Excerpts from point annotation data
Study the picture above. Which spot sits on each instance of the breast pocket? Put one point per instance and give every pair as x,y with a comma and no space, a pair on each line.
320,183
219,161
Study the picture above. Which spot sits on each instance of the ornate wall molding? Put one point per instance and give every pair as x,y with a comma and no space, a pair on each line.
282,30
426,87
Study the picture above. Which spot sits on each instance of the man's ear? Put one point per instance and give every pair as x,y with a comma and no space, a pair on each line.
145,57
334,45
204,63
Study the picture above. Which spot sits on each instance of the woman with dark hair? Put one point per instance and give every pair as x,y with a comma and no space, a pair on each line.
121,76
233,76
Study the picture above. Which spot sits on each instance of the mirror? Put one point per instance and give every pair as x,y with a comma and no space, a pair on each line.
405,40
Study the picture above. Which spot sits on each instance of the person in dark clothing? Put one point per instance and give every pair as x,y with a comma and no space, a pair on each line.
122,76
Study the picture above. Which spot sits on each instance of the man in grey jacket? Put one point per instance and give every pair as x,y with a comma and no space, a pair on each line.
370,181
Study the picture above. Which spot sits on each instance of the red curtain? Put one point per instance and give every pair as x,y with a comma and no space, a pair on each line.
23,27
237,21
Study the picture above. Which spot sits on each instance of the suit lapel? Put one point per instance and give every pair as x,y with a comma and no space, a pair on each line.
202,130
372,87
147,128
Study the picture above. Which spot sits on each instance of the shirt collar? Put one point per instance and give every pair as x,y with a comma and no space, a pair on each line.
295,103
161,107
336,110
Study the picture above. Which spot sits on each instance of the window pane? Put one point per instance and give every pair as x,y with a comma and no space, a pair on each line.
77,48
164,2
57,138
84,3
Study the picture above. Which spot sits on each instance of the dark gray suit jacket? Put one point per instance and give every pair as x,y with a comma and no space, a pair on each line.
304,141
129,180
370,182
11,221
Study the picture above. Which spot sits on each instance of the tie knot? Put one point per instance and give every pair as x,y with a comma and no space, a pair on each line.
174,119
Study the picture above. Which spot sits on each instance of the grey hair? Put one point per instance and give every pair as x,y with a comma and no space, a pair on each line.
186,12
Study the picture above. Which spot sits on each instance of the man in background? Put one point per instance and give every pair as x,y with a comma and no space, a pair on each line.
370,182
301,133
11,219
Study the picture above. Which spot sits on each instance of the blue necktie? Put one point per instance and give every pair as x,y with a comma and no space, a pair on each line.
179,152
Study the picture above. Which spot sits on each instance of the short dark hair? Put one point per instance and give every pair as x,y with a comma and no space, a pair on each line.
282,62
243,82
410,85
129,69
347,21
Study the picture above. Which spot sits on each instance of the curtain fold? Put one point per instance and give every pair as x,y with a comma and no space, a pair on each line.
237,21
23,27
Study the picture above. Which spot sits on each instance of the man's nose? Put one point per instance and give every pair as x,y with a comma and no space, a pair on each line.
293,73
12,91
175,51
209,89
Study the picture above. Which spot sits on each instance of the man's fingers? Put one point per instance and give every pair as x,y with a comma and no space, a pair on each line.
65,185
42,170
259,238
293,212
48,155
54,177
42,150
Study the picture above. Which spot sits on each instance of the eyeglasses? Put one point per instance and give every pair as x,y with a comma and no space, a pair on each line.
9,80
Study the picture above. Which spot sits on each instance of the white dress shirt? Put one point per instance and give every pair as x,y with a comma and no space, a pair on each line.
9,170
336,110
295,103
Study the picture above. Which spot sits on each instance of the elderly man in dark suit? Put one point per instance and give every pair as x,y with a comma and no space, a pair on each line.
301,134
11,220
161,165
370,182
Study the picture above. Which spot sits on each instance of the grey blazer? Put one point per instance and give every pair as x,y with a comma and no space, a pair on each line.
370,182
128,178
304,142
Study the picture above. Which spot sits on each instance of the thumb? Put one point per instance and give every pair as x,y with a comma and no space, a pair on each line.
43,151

DIRECTIONS FOR THIS TASK:
Reproduce exactly the lines from the one containing "of the white" through the last line of the records above, including both, and nothing else.

THE REPLY:
Study the picture above. Which spot sits on each instance of the white dress shirt? Put one point per instance and give every pair as x,y with a comma and no space, a pair on each line.
9,170
336,110
295,103
Study the picture above. Which spot sits on each instance of the elderly man in dark suit? Put one point per instance and give every pair as x,y with a comma and no space, a pair on each line.
301,134
11,220
161,165
370,182
Study the picture above. Which spot sits on each instance of the grey blazer? Put one point per instance and give every pair as x,y with a comma and no space, a pair on each line.
370,182
128,178
304,142
Study the picture above. Which spot sits on each instance of the thumb? Put one point per instance and give every pair as x,y with a comma and no space, a pair on each line.
43,151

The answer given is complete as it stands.